*TASK STATEMENT*
Only the lines from the beginning of the data below through the line that contains "formatted like [25,131]." should be repeated, exactly as written.

*INFORMATION SHOWN*
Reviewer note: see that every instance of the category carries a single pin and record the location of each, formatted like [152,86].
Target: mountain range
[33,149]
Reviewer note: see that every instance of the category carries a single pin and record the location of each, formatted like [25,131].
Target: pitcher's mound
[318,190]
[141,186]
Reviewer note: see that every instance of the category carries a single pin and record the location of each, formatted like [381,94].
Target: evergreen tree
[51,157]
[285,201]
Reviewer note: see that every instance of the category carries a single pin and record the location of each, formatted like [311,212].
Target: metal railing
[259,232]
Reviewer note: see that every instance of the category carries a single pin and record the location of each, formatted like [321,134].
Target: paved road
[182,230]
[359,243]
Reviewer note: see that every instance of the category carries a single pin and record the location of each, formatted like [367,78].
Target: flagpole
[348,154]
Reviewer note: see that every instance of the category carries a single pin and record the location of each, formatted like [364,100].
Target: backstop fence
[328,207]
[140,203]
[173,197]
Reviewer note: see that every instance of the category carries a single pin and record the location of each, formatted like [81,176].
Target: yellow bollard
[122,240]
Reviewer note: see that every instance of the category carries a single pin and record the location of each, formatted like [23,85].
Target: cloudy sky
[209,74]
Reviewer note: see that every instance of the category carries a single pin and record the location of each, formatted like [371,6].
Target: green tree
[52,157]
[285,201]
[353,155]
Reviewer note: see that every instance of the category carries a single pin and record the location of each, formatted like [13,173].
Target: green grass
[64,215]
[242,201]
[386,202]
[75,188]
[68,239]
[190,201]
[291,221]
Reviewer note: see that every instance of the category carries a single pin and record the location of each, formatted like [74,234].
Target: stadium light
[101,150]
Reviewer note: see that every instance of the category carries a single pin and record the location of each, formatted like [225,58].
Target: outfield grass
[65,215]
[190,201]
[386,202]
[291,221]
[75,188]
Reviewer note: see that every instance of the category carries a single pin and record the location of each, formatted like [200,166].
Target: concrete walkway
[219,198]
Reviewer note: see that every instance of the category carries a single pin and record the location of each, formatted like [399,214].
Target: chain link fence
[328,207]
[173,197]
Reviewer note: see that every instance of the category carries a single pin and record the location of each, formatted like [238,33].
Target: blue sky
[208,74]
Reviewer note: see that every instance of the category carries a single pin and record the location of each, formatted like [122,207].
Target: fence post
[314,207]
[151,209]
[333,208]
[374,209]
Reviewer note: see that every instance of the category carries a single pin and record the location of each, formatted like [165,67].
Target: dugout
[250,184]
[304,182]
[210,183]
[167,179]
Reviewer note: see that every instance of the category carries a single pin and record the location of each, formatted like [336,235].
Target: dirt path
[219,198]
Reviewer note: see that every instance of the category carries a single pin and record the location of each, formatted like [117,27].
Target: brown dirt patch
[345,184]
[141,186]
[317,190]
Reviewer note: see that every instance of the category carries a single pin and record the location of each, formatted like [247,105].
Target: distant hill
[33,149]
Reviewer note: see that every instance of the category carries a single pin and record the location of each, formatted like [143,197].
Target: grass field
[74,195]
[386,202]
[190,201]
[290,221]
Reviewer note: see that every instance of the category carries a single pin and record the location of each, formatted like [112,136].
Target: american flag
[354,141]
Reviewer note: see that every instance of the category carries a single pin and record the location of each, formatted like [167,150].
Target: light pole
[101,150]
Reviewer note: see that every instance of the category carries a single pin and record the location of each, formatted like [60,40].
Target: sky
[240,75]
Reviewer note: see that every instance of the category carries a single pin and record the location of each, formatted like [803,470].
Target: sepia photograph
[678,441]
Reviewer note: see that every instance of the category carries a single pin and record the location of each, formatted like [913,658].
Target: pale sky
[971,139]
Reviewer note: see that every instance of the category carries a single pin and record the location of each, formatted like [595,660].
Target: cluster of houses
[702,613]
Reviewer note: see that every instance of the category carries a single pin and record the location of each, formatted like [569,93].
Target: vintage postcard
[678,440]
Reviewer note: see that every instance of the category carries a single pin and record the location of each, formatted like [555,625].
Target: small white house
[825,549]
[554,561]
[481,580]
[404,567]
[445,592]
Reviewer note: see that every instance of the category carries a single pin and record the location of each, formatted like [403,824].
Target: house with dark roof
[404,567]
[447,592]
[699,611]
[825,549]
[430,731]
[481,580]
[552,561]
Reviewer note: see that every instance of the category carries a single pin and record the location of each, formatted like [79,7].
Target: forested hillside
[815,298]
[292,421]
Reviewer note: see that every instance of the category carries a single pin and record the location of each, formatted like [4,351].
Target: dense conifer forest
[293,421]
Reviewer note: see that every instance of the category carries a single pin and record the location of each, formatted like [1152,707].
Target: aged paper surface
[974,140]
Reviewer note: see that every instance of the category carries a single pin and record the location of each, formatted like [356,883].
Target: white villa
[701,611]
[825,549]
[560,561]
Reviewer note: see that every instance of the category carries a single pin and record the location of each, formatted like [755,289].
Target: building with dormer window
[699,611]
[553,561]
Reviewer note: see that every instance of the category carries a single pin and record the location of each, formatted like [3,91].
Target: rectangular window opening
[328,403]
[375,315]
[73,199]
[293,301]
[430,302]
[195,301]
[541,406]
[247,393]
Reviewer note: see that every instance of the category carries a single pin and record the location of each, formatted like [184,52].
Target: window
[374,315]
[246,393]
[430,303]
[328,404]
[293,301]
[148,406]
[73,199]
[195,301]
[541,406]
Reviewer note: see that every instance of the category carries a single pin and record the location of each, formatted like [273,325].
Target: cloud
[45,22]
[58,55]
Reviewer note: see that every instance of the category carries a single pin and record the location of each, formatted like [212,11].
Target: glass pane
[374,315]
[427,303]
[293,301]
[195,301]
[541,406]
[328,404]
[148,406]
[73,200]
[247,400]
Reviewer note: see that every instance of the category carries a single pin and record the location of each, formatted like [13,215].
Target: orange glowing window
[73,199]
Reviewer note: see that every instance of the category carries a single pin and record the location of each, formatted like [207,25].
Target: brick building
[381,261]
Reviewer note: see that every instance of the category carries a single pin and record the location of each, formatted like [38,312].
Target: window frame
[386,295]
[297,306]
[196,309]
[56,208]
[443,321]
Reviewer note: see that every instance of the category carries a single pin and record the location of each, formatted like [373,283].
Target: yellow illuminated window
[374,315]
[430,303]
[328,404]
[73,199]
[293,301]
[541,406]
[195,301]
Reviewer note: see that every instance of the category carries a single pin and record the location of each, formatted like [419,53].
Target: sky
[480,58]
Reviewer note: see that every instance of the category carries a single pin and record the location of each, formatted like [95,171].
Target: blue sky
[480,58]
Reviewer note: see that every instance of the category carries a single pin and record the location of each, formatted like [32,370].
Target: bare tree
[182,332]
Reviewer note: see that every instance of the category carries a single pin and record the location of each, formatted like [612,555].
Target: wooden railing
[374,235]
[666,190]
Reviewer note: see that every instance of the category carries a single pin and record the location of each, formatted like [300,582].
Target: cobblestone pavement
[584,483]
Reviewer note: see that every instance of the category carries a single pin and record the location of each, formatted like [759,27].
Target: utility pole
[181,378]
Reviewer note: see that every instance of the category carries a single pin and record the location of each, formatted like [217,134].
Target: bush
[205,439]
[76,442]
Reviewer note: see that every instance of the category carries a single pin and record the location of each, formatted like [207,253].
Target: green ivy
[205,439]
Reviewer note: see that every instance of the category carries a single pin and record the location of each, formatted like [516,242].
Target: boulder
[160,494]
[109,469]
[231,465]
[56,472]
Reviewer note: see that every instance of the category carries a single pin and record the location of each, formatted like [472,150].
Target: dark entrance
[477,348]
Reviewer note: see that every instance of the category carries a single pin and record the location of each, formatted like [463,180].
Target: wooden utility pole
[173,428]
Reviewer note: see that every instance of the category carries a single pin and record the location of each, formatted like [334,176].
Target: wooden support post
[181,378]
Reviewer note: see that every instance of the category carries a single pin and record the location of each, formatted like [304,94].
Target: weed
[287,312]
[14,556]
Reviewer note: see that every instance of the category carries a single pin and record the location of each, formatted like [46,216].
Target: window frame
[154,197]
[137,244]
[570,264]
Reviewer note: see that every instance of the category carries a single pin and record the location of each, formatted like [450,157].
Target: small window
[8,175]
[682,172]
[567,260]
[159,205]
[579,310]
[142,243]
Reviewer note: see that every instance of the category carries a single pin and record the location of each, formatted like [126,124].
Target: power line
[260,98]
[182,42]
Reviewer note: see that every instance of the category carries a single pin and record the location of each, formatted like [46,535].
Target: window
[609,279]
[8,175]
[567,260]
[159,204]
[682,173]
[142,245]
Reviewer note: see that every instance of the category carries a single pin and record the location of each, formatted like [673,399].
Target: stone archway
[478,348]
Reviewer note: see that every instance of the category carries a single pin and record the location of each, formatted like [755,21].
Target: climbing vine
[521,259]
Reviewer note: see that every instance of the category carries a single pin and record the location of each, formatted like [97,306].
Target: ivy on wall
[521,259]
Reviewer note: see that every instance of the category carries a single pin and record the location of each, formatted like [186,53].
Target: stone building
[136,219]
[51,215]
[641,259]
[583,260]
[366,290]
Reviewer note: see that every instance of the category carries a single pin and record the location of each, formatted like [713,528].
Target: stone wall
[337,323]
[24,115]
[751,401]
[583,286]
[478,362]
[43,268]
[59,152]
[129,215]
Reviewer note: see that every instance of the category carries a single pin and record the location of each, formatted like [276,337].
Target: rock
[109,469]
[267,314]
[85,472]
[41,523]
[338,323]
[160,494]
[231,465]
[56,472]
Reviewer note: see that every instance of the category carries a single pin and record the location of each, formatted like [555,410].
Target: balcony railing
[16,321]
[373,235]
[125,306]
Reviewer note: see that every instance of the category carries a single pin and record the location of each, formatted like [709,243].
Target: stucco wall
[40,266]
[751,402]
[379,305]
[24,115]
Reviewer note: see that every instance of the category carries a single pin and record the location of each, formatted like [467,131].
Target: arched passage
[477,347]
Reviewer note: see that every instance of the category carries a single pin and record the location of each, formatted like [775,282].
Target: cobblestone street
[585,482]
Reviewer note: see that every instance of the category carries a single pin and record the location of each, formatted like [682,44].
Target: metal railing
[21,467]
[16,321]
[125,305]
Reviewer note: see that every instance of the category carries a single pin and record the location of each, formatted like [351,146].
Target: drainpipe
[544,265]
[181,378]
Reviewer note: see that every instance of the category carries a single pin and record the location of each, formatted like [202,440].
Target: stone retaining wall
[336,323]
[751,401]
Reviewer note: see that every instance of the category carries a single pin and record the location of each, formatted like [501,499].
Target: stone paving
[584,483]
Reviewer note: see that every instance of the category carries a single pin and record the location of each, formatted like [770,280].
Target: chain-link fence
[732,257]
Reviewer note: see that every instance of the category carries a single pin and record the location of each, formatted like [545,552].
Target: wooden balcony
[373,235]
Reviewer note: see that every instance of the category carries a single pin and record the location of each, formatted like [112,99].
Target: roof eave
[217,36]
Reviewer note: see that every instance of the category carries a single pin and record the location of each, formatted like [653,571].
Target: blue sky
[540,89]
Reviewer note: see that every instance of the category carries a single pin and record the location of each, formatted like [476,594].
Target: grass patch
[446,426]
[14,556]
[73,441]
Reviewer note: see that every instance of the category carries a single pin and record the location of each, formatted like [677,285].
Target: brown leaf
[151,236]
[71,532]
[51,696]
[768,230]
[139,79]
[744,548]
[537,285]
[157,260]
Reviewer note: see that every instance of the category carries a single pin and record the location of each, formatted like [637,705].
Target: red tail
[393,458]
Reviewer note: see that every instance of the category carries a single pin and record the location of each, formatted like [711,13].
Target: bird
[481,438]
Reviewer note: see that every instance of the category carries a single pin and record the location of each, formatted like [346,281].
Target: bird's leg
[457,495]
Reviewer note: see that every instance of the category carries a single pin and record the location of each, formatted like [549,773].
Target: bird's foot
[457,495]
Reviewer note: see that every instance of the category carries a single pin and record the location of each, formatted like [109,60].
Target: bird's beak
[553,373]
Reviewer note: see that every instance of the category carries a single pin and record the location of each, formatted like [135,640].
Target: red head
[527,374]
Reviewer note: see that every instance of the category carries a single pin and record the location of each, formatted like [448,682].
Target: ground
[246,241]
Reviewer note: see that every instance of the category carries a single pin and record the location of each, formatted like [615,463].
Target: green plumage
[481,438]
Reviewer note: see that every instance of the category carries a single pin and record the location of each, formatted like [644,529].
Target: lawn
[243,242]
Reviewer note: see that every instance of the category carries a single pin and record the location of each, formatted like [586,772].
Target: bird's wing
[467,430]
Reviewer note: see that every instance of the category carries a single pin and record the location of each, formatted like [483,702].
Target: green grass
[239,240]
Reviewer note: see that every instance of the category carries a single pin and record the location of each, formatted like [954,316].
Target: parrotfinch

*EXERCISE ANSWER*
Reviewer note: see that every instance of the category carries a single pin and record the location of each, formatted like [152,86].
Target: mountain range
[33,149]
Reviewer note: see that every instance of the category carries a single pin and record the location of each, formatted like [25,131].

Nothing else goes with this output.